*SELECTED TEXT:*
● ● ● ● ● ● ●

I'm analyzing nasopharyngeal mycobiome in patients.
When assigned with UNITE+INSD all eukaryotes, there were some ASVs assigned with non-fungi (unassigned, kingdom Alveolata, Eukaryota_kgd_Incertae_sedis, Protista, Rhizaria, and Viridiplantae).
Should these nonfungi microorganisms be removed from Mycobiome analysis including relative abundance, alpha and beta diversity?
Welcome to the forums! This is a great first question.
Thanks for mentioning the database. What primers did you use and what microbes are they designed to target?
This depends.
You could select just the microbes targeted by your primers and covered by your database. The argument is that because these are the only microbes that are supposed to be there, these are the only microbes you can comment on.
You could also keep all your data, arguing that this reflects all microbes amplified by your primers, and so this avoids any extra bias introduced by removing taxa. This shows all observed microbes.
You can choose which argument to make, depending on what you think is best for your project.
To add to @colinbrislawn's great comments, I'll add one minor detail..
The reason why the "other eukaryotes" are included within the UNITE database is to act as set of outgroup / decoy / off-target taxa. The purpose of these outgroup taxa is to make sure that you properly classify fungi as fungi.
Meaning, if there is nothing but fungi in the reference data set, then most things, even if they are not fungi, will often be misclassified as "k__Fungi", with no further taxonomic level of classification.
So, having these outgroups will increase the chances of properly classifying your features as fungi if they really are, and as non-fungi if they are plant, metazoa, etc... Then you can remove these taxa if they are not part of your research focus. That is, this is no different than removing chloroplasts and mitochondrial sequences from bacterial data sets. Some even remove taxa that do not have at least a phylum level classification.
Also, terms like incertae sedis, is not an actual taxonomy, is is simply Latin for 'of uncertain placement'.
I hope this helps you decide which is the best way to go.

● ● ● ● ● ● ●

(Referring expression pointing data)
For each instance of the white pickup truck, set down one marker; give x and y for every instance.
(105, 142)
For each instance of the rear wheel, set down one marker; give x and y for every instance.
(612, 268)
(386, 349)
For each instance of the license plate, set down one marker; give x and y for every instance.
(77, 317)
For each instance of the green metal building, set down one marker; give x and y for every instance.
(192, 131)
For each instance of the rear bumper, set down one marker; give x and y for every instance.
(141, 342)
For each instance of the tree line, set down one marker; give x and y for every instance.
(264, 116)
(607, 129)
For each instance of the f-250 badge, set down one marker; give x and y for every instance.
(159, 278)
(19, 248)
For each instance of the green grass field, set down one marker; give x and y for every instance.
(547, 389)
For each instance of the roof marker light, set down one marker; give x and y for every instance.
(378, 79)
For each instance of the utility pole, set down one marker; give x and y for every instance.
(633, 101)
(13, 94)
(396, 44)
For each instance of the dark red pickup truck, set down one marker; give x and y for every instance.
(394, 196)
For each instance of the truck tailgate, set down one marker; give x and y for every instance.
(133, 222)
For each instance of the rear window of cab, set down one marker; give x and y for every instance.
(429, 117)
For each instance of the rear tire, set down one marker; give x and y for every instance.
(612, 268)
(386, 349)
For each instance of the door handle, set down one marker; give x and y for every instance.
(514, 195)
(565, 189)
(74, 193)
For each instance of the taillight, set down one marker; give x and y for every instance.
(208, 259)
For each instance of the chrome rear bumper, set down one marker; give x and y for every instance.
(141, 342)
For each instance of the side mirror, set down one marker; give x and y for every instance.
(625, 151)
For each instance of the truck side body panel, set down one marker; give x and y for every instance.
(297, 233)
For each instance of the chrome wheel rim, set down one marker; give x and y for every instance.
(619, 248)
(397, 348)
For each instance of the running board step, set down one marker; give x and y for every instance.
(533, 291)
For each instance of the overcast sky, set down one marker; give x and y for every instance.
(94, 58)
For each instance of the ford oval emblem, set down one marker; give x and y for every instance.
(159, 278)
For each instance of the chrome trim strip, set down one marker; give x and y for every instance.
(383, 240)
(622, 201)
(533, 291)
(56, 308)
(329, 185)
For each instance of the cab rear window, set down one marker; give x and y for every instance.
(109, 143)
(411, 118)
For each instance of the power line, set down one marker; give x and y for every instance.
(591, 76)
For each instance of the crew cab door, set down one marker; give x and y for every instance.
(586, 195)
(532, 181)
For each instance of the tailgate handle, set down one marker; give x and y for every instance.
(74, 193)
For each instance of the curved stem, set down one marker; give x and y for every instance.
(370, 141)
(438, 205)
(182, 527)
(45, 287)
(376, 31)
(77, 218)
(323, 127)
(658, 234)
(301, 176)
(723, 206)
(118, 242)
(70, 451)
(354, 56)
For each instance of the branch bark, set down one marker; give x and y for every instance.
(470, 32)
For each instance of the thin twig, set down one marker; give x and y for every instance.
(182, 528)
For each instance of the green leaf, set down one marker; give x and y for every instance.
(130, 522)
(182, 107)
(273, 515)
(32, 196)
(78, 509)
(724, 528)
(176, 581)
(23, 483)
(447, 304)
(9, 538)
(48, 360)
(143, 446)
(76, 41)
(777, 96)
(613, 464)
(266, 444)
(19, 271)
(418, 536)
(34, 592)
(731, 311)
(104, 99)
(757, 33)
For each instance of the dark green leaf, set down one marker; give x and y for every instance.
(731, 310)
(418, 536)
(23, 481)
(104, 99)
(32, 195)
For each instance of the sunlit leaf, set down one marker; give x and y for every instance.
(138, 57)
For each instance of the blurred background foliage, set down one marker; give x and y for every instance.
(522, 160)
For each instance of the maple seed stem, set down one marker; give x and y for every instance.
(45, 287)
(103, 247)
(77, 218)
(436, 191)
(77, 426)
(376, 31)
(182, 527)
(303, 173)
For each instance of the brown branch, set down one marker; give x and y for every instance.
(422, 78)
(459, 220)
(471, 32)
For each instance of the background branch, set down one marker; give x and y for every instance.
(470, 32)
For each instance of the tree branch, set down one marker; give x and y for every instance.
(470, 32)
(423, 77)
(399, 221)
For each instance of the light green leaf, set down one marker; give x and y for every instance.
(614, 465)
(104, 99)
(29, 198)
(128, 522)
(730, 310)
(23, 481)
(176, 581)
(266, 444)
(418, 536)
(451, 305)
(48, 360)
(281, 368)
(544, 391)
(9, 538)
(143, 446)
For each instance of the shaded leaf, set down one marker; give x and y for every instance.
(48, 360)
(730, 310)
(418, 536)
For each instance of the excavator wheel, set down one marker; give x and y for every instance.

● ● ● ● ● ● ●

*YOUR TASKS:*
1. According to the mycobiome discussion, why does the UNITE database include eukaryotes other than fungi?
2. Answer these questions from the mycobiome discussion:
(a) What mycobiome is being analyzed in patients?
(b) What does the term incertae sedis mean?
(c) Removing which sequences from bacterial data sets is compared to removing non-fungal taxa?
3. From the mycobiome discussion, extract the passage starting at "Thanks for mentioning" and ending at "for your project.".

*EXERCISE ANSWERS:*
1. They serve as outgroup, decoy, or off-target taxa so that fungi are properly classified as fungi. If the reference data set held nothing but fungi, most sequences, even ones that are not fungi, would often be misclassified as "k__Fungi" with no further taxonomic level of classification.

2.
(a) The nasopharyngeal mycobiome.
(b) It is Latin for "of uncertain placement."
(c) Chloroplast and mitochondrial sequences.

3.
Thanks for mentioning the database. What primers did you use and what microbes are they designed to target?
This depends.
You could select just the microbes targeted by your primers and covered by your database. The argument is that because these are the only microbes that are supposed to be there, these are the only microbes you can comment on.
You could also keep all your data, arguing that this reflects all microbes amplified by your primers, and so this avoids any extra bias introduced by removing taxa. This shows all observed microbes.
You can choose which argument to make, depending on what you think is best for your project.